======== Stored data ========

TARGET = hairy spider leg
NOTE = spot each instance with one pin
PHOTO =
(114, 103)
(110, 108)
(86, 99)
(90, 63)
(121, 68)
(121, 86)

========

> **To do**
All of the data above should be set down word for word.

> **Written reply**
TARGET = hairy spider leg
NOTE = spot each instance with one pin
PHOTO =
(114, 103)
(110, 108)
(86, 99)
(90, 63)
(121, 68)
(121, 86)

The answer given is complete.